##### Фрагмент текста

Как в платок боготворимой, где-то
Дышат ночью тучи, провода,
Дышат зданья, дышит гром и лето.
Где-то с шумом падает вода.
Где-то, где-то, раздувая ноздри,
Скачут случай, тайна и беда,
За собой погоню заподозрив.
(«Город»)
Последние две строки кажутся прямой реминисценцией из титанического мира «Слова о полку Игореве».
Это природа, явления живой и «мертвой» природы, берутся в объектив, а иногда не человек глядит на нее, а сама природа смотрит на человека:
Холодным утром солнце в дымке
Стоит столбом огня в дыму.
Я тоже, как на скверном снимке,
Совсем неотличим ему.
Пока оно из мглы не выйдет,
Блеснув за прудом на лугу,
Меня деревья плохо видят
На отдаленном берегу.
(«Заморозки»)

##########
##### Раздел данных

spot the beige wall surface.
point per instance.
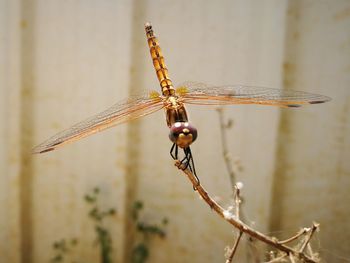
(63, 61)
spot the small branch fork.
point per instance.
(233, 219)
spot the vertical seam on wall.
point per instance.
(26, 128)
(136, 73)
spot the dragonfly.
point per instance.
(173, 100)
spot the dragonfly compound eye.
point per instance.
(183, 134)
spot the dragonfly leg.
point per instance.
(174, 151)
(188, 159)
(186, 162)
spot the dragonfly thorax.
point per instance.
(182, 134)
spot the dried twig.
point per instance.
(229, 217)
(308, 238)
(234, 248)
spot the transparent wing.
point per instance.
(121, 112)
(199, 93)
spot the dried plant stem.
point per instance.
(238, 223)
(227, 156)
(297, 235)
(308, 238)
(234, 248)
(275, 260)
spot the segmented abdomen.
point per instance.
(158, 62)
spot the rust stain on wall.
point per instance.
(342, 15)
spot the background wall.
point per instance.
(63, 61)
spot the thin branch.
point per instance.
(275, 260)
(237, 188)
(238, 223)
(296, 236)
(227, 156)
(291, 257)
(308, 238)
(234, 248)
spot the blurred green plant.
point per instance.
(141, 250)
(104, 239)
(62, 248)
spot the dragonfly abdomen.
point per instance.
(158, 62)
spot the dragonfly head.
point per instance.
(183, 134)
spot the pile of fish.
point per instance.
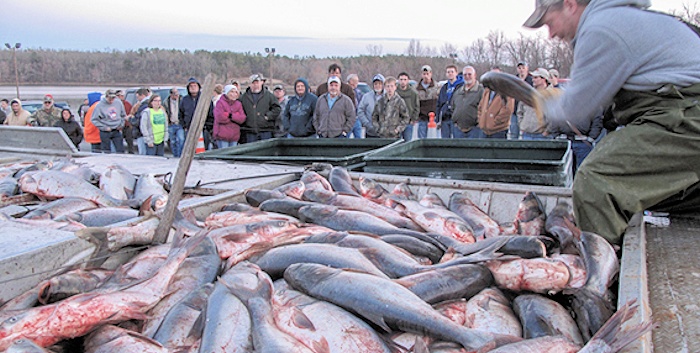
(66, 195)
(325, 265)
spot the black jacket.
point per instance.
(72, 129)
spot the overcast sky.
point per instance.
(292, 27)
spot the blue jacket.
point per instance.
(297, 118)
(444, 108)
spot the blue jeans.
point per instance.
(177, 139)
(156, 150)
(446, 129)
(530, 136)
(422, 129)
(141, 144)
(108, 138)
(357, 129)
(514, 127)
(407, 133)
(252, 137)
(224, 144)
(580, 150)
(457, 133)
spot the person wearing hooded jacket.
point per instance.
(71, 127)
(443, 116)
(649, 76)
(297, 118)
(261, 109)
(228, 117)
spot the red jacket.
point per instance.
(228, 117)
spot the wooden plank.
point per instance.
(42, 139)
(188, 151)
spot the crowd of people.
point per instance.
(394, 108)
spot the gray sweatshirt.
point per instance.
(617, 45)
(108, 115)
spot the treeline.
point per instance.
(170, 66)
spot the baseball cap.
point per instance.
(333, 79)
(256, 77)
(228, 88)
(541, 73)
(541, 7)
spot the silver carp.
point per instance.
(386, 304)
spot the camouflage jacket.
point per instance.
(45, 119)
(390, 116)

##########

> Суть задания
Воспроизведите дословно часть фрагмента текста, приведенного выше: начните с места, где стоят слова «Я тоже, как», и закончите на словах «На отдаленном берегу.».

> Ваш ответ
Я тоже, как на скверном снимке,
Совсем неотличим ему.
Пока оно из мглы не выйдет,
Блеснув за прудом на лугу,
Меня деревья плохо видят
На отдаленном берегу.